* GIVEN PROBLEM
List each line from the listing below that contains the word "costume", copying every such line in full.
— start of INFORMATION PROVIDED —
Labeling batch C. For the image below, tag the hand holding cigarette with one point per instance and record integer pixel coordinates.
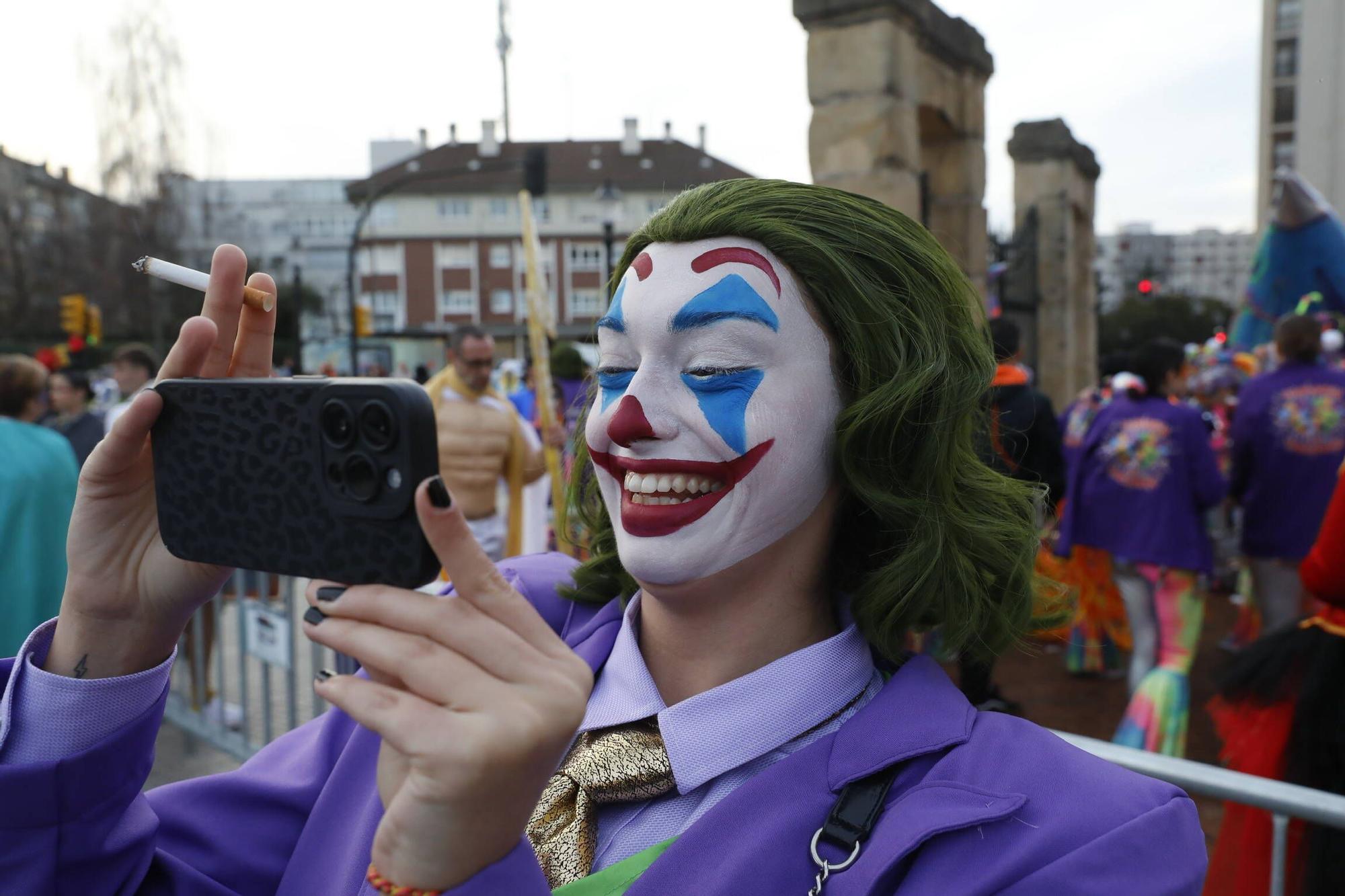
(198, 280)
— end of INFORMATION PROVIDED —
— start of INFORMATION PROVIDED —
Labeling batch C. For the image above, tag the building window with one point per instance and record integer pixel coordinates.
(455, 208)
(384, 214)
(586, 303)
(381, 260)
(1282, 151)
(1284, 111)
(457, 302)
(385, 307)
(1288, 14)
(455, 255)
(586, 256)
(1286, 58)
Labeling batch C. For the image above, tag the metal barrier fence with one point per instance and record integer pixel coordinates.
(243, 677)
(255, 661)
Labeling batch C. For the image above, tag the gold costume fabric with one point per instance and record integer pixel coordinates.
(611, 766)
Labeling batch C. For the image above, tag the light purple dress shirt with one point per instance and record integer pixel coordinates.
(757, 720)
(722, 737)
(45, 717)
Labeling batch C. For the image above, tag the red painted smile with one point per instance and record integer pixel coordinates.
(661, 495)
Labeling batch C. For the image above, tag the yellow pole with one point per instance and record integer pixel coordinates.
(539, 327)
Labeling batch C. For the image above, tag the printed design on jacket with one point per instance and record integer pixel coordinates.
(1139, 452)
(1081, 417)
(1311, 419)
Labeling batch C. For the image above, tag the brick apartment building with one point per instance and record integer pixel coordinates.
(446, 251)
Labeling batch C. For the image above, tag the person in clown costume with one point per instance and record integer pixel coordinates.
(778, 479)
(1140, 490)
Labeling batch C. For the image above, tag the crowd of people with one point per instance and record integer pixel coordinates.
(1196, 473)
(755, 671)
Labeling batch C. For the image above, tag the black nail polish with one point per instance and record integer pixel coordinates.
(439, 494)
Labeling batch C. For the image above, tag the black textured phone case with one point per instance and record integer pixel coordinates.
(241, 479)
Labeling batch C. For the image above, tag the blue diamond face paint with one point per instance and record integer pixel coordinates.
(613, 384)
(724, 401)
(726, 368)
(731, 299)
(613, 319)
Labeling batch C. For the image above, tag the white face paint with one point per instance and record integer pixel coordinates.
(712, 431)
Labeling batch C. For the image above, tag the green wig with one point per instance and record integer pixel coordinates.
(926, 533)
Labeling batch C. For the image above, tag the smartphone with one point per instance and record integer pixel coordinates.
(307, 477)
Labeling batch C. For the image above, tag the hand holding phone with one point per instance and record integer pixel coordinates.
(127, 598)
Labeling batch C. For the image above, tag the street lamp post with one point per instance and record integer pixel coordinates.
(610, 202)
— end of INFORMATION PROVIDED —
* EXERCISE RESULT
Labeling batch C. For the image above, tag the gold costume fabric with one point per instance and record integer pixel coordinates.
Labeling batch C. For the image above, tag the person in clown costume with one point per instance and record integer pixel coordinates.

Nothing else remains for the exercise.